**TASK DESCRIPTION**
Rewrite the part of the feed sack blog post that opens with the words "In 1938 photographer" and closes with "J.G. (Jack) Rees.", substituting "striped" for "polka dot".

**QUOTED PASSAGE**
· · · ·
QUILTS & FABRIC: PAST & PRESENT


Wednesday, July 27, 2022

Feed Sack Prints? 1938

Library of Congress
Man posing on the porch of his Topeka store, 1938

In 1938 photographer John Vachon (1914-1975) came to Kansas to take pictures of farmers and their lives for the Farm Security Administration. He recorded this man in Topeka sitting among some of what looked to me like polka dot feed sacks.

There is no identification on the photo above but from this picture
of the same store we can guess that the man might be J.G. (Jack) Rees.

1915 article on Jack Rees in the
Topeka Capital. The Rees family
is still in the fruit business east of Topeka.
And they are associated with Skinner's Garden Center.
"I didn't know it at the time, but I was having a last look at America as it used to be." John Vachon

The photos are wonderful in themselves and the Kansas history is interesting, but I liked the pair of pictures because they seemed to show dress print sacks in photos dated 1938, adding to evidence of a late-1930s date for the advent of these fabric containers. See a post on the 1938 invention:

https://barbarabrackman.blogspot.com/2022/04/milestones-in-textile-history-richard.html 

But I am not knowledgeable about the subtleties of commodity containers. Gloria Nixon is one of the top authorities. She commented on the Rees photo:

1934 letterhead from Crete Mills

"I feel those aren't dress prints. [See] Crete Mills/Victor Feed letterhead from 1930 and 1934 showing some of its bags. Now look at the Jack Rees photo. From the little I've found, Crete Mills used a motif corresponding to the feed the bag held: pigs, chicks, eggs, etc., throughout the 1930s. Victor Flour is the product I would expect to see packaged in pretty dress prints around 1938."
· · · ·
**DATASET ENTRIES**

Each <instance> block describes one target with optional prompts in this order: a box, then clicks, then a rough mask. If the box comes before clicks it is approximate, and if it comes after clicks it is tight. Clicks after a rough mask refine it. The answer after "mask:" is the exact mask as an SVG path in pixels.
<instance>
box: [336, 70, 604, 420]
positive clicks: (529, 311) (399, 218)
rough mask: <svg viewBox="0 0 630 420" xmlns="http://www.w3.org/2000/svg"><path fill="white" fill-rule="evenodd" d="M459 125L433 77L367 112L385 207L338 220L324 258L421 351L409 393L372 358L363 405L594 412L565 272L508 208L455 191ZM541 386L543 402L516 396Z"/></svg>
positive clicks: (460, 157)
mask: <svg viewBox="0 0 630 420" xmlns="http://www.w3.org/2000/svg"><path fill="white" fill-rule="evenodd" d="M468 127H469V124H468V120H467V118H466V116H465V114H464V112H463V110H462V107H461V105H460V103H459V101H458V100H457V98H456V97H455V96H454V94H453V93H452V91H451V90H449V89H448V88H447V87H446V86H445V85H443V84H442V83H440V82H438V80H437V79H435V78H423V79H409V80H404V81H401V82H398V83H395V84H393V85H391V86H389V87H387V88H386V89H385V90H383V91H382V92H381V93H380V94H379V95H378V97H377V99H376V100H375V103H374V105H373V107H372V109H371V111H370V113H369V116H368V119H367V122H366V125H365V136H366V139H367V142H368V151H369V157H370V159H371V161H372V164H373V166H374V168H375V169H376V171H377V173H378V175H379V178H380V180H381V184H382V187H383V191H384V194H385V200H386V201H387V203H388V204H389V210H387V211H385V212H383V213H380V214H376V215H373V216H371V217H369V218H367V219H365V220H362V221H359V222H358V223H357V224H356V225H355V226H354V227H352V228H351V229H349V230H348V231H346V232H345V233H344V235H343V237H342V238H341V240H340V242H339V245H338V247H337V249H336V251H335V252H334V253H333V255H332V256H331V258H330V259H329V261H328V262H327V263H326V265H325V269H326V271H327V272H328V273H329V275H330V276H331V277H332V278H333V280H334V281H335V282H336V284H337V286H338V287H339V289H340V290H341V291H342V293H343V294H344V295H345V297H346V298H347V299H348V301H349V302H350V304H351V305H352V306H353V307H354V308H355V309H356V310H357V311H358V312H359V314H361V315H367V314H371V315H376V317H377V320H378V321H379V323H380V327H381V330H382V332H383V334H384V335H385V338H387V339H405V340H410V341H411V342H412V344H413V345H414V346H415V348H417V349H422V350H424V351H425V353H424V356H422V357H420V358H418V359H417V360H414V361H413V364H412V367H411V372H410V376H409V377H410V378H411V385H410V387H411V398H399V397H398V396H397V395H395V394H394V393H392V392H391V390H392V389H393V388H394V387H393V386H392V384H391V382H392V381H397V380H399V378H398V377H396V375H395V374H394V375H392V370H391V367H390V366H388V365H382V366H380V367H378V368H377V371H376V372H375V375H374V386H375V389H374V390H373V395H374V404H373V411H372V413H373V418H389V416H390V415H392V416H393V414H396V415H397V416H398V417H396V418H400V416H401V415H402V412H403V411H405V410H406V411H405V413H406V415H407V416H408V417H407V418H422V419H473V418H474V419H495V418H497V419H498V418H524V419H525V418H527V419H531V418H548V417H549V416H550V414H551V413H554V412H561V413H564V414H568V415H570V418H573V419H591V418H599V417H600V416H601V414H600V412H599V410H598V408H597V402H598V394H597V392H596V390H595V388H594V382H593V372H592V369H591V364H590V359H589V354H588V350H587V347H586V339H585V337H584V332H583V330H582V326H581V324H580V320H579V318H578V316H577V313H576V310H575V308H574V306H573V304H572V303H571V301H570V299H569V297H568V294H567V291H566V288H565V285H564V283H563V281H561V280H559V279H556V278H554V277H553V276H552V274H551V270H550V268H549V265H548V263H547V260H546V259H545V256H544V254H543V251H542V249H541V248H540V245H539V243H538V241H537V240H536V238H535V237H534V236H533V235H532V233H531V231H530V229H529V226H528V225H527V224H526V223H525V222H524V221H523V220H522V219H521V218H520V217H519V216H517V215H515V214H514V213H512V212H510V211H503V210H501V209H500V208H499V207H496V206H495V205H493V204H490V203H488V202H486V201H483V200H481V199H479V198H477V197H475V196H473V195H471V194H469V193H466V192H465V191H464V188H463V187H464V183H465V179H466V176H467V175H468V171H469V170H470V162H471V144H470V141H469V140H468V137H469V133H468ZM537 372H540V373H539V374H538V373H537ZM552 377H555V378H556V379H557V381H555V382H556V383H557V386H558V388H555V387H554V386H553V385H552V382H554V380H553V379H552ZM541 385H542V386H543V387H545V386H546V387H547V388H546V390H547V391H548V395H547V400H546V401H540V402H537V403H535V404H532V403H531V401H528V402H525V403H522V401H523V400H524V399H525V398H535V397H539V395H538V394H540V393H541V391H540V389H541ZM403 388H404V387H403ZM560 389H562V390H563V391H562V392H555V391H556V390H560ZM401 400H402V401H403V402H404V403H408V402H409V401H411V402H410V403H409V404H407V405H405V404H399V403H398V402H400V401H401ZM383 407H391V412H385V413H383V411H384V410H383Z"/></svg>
· · · ·
**FINAL ANSWER**
In 1938 photographer John Vachon (1914-1975) came to Kansas to take pictures of farmers and their lives for the Farm Security Administration. He recorded this man in Topeka sitting among some of what looked to me like striped feed sacks.

There is no identification on the photo above but from this picture
of the same store we can guess that the man might be J.G. (Jack) Rees.